(begin)
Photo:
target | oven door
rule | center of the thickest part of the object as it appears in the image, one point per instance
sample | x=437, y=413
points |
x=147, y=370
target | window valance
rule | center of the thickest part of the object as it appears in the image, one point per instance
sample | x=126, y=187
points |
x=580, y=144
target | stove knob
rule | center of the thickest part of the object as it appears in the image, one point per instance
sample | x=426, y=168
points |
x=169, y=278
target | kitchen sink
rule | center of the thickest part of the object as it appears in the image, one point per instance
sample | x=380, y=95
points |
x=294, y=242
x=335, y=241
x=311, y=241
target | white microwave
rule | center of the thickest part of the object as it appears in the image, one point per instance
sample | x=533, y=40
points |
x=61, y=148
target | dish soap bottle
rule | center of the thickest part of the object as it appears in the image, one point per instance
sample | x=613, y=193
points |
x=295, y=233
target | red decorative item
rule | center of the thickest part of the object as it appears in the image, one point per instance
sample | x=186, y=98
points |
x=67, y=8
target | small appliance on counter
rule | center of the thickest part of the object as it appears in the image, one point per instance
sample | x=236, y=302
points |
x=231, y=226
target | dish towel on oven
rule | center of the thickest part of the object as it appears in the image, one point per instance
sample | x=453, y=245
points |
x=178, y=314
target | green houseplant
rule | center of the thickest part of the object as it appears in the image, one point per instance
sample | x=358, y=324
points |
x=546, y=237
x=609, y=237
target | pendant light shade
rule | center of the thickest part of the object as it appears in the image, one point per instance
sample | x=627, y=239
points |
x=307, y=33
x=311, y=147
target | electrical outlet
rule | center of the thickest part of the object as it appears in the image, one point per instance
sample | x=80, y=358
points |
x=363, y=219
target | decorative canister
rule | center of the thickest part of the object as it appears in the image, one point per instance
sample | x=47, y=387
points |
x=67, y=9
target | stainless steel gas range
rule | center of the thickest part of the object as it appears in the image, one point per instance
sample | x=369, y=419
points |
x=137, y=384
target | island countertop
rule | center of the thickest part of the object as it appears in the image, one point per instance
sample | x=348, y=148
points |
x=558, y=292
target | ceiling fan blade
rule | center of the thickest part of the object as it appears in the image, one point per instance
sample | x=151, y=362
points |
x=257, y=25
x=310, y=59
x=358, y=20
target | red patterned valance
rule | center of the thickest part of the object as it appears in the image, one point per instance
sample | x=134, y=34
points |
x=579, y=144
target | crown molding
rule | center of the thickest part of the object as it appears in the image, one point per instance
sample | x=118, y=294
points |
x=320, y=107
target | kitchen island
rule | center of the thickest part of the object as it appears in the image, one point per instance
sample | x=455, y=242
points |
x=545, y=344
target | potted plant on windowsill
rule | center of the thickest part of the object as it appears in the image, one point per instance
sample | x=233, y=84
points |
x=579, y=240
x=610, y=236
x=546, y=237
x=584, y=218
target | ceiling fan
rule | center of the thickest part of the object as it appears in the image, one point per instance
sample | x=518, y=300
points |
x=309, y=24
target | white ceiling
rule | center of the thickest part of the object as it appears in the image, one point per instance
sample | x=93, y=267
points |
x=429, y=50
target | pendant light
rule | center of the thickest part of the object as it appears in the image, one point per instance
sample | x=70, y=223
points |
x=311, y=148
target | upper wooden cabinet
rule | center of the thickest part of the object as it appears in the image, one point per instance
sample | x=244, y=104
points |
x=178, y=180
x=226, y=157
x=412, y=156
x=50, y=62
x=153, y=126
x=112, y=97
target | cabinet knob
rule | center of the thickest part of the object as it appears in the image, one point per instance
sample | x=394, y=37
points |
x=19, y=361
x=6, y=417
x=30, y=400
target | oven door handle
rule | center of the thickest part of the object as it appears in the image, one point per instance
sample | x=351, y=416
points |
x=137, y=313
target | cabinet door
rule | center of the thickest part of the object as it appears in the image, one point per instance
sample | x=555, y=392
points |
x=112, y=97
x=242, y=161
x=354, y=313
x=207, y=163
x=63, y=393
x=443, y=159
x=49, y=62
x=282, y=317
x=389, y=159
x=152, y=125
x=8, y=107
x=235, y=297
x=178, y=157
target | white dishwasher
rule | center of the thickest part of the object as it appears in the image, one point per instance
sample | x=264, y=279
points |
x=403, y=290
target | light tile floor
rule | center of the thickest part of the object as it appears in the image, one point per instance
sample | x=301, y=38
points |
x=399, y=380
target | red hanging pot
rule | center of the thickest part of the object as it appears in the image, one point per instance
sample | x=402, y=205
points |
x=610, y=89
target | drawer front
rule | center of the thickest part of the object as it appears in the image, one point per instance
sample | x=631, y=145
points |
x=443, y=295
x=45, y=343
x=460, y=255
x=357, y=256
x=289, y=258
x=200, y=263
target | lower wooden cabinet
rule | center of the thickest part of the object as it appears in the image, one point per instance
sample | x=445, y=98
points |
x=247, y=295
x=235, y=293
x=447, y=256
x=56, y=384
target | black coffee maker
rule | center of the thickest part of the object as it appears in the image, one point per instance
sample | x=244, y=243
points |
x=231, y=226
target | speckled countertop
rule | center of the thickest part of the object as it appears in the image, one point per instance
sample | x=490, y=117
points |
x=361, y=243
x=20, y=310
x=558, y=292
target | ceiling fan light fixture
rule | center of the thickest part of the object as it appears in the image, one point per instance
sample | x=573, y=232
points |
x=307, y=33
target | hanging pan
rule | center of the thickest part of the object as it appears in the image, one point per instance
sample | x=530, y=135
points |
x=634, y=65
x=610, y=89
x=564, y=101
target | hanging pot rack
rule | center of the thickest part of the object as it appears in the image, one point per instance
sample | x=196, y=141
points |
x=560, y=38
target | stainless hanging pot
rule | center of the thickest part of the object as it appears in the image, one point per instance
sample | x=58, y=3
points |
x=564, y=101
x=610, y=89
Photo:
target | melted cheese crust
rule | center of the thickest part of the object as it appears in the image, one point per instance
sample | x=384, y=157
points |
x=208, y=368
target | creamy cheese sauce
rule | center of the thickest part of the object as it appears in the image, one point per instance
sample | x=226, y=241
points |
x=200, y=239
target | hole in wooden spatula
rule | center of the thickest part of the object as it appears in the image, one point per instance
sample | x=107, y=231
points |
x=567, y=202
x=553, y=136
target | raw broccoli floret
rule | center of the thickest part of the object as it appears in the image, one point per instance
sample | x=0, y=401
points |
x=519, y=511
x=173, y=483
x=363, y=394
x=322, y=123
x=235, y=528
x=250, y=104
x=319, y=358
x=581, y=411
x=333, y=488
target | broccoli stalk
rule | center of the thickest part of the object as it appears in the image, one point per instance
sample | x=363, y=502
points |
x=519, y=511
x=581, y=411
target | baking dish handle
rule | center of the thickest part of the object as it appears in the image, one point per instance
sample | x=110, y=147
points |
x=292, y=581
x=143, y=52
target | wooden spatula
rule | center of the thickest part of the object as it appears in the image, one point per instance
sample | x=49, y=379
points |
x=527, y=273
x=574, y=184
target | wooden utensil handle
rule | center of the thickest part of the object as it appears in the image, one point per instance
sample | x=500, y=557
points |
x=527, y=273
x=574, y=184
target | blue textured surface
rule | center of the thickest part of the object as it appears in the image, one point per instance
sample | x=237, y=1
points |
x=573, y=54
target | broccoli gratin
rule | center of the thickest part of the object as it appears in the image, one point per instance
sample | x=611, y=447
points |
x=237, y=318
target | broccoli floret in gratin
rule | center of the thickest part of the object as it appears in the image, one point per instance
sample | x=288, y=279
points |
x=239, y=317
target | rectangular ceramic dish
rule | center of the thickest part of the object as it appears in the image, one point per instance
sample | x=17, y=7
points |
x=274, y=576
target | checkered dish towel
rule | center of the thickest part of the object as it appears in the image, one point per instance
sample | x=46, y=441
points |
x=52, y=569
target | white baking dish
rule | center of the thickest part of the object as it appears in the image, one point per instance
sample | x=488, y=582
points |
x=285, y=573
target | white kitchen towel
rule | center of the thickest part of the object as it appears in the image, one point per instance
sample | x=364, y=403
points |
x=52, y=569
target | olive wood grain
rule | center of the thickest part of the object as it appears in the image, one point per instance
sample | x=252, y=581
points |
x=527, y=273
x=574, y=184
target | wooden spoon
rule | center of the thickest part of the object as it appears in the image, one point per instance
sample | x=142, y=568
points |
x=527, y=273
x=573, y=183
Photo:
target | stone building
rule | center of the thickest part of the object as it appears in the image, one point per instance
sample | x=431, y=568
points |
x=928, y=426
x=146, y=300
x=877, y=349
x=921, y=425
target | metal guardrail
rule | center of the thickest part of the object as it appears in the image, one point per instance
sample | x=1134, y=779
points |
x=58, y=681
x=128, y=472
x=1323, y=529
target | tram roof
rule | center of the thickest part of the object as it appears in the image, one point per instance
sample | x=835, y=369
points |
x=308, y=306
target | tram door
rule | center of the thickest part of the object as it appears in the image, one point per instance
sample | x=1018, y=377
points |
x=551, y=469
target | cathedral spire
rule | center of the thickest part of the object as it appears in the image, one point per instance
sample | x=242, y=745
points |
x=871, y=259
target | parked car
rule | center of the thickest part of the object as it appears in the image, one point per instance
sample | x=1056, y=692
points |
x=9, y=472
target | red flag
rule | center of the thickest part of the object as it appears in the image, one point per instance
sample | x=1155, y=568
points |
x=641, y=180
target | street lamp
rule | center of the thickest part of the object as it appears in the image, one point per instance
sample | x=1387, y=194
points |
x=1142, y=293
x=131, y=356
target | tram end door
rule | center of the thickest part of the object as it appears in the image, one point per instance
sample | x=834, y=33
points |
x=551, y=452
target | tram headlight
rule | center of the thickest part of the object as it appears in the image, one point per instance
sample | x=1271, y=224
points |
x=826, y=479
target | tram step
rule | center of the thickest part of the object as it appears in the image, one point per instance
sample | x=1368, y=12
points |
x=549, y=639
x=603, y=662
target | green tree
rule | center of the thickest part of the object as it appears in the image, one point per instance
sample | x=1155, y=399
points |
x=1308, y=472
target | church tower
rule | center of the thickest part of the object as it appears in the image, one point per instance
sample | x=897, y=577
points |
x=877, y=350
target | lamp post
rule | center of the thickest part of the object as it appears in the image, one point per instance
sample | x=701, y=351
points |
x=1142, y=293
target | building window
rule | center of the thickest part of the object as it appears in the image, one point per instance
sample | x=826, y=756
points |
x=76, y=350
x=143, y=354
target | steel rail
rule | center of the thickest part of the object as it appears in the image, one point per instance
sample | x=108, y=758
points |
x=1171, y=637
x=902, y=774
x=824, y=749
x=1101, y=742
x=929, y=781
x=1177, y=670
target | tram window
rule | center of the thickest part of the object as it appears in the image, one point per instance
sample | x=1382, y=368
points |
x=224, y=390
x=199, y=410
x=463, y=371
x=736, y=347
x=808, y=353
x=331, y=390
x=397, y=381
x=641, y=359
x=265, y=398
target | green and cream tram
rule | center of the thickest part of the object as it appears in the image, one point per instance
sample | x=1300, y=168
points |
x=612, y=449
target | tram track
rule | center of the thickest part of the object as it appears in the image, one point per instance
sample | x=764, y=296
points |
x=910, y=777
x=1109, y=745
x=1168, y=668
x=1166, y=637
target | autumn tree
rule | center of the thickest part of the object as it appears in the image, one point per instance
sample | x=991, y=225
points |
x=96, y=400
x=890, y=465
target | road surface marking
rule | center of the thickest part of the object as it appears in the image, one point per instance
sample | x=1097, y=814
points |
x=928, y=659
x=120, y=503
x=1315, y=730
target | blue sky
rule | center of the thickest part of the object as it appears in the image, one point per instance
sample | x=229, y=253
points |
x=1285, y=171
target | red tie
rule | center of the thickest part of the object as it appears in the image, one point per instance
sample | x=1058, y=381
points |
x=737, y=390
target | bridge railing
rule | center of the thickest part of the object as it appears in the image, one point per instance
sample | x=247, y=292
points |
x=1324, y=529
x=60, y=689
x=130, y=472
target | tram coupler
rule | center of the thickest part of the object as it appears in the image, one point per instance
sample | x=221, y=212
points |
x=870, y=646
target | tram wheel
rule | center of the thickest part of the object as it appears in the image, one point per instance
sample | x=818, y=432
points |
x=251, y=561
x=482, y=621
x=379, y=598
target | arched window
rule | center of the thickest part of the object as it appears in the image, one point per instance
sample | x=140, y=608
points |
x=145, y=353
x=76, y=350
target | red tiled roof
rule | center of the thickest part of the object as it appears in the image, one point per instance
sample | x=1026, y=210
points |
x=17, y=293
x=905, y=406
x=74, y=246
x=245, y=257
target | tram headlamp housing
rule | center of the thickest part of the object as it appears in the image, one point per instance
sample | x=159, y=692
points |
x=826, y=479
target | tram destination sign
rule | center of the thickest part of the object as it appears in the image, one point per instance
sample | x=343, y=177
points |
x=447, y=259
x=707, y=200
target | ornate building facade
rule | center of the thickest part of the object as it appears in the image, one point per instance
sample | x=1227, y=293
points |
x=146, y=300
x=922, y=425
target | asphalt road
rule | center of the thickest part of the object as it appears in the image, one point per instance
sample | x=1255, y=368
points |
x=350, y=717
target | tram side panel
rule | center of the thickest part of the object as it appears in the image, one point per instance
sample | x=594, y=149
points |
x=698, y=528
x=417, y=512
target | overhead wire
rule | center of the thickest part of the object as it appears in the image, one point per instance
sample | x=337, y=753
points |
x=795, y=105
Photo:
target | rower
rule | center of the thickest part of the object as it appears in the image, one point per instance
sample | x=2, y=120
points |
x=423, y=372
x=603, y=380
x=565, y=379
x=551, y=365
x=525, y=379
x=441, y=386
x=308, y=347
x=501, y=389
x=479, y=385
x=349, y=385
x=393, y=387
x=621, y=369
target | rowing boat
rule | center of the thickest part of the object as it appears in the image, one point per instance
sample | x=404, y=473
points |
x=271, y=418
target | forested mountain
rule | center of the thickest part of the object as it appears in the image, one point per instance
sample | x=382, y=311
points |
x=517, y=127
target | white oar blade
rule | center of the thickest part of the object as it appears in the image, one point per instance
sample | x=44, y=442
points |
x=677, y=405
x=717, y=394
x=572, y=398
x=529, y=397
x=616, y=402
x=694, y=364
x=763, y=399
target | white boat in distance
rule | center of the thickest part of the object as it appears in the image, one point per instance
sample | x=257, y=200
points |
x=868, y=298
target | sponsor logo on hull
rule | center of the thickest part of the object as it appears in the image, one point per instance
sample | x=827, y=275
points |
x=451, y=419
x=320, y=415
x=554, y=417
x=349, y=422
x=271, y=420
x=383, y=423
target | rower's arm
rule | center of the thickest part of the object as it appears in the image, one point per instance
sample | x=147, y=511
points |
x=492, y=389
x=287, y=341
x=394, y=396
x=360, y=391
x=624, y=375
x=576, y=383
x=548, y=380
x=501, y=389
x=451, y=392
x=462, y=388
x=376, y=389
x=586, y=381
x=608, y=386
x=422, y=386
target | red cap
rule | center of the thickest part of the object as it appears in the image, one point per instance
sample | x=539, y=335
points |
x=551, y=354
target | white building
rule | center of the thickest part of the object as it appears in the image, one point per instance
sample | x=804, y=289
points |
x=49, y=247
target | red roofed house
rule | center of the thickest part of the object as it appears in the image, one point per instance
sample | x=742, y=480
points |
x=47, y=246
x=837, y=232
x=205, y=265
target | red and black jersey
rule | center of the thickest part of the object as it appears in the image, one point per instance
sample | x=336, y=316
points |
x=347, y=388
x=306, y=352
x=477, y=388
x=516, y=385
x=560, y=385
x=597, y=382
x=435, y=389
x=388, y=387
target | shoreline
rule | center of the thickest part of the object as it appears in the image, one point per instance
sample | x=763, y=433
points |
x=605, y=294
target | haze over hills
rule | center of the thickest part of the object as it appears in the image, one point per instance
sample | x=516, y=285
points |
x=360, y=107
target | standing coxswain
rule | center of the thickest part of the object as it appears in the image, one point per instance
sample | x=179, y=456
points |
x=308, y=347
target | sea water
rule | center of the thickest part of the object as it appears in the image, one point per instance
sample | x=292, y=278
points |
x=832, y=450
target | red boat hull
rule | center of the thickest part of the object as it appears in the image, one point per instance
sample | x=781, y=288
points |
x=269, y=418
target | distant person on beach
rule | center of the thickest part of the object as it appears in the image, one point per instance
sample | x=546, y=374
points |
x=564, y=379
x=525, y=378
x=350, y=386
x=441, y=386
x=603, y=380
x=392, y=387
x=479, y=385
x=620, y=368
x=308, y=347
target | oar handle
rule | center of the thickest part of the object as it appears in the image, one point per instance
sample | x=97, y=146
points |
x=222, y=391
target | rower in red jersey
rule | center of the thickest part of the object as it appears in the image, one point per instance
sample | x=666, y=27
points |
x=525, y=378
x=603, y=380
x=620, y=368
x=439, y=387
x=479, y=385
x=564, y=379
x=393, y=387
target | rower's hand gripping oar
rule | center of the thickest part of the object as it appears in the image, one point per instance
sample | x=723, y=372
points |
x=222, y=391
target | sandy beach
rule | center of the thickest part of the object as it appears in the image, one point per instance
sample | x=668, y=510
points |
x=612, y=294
(end)
Print the rows above, word for word, from the line containing "target | forested mountain" through the line containing "x=868, y=298", with both of those lines included.

target | forested mountain
rule | center of the thickest part of the object as it appears in the image, one point per instance
sample | x=382, y=311
points |
x=517, y=127
target | white oar blade
rule | center of the thickest part of the object as it appears in the image, one point per instance
sample | x=44, y=442
points |
x=677, y=405
x=717, y=394
x=572, y=398
x=529, y=397
x=616, y=402
x=694, y=364
x=763, y=399
target | white boat in distance
rule | center of the thickest part of the object as it appears in the image, one point per instance
sample | x=257, y=200
points |
x=868, y=298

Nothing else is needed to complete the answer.